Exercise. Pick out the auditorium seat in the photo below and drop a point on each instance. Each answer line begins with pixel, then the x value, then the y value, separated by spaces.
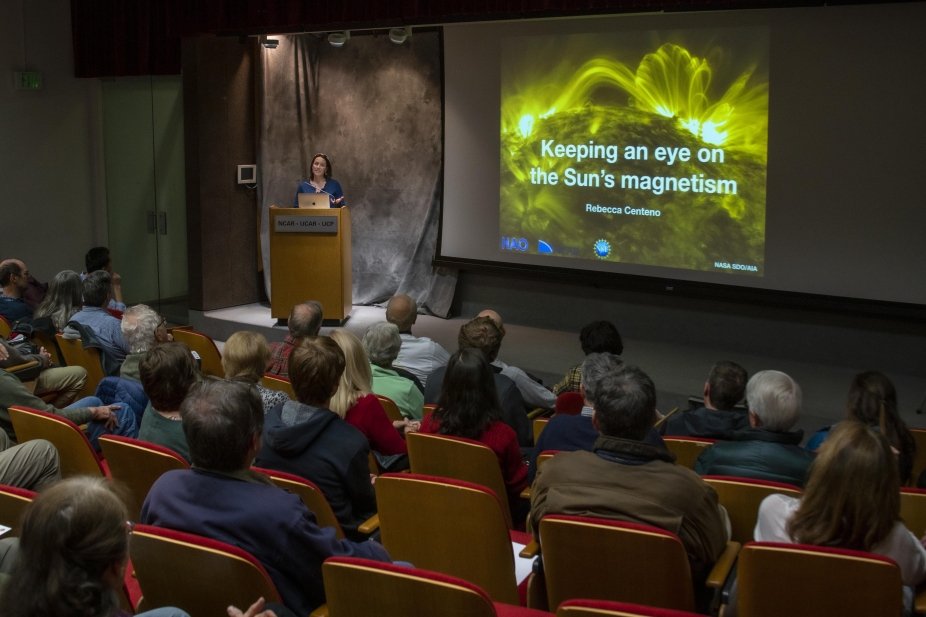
pixel 460 459
pixel 601 608
pixel 687 449
pixel 74 450
pixel 611 560
pixel 811 581
pixel 198 575
pixel 75 355
pixel 205 347
pixel 741 498
pixel 390 590
pixel 472 541
pixel 138 465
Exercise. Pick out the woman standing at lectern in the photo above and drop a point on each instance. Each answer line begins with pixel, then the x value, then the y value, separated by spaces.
pixel 321 182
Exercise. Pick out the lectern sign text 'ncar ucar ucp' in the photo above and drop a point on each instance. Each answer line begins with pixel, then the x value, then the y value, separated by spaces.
pixel 310 259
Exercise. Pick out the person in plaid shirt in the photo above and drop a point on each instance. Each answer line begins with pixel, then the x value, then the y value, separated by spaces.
pixel 596 337
pixel 305 320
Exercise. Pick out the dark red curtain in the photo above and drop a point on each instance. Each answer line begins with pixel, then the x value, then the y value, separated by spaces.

◆ **Work instructions**:
Each line from the one with "Exercise. Pick out the person" through the last line of the records above must be retyped exactly, and no other line may be given.

◆ **Response area**:
Exercise. Pick out the person in plaid shirt in the photo above and drop a point on each instance. Each answer line begins with pixel, then the x value, then the y value, separated by spaces.
pixel 596 337
pixel 305 320
Exercise. Pick out the dark red curtain in the photo above and drop a point on each instance. Each answer line begins with pixel, then the x value, then the y value, separated by spaces.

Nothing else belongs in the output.